Dataset rows on where objects show up
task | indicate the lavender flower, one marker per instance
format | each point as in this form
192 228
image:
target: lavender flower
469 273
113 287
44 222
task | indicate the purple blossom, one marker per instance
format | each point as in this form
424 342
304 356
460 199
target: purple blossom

What to work on: Write out all of the rows above again, word for word.

Result of the task:
task | indicate the lavender flower, one marker per instance
format | each point as in this form
192 228
image:
target: lavender flower
469 273
113 287
44 222
task | indicate the purple blossom, one marker per instance
format | each point as in this form
424 342
304 356
460 199
target: purple blossom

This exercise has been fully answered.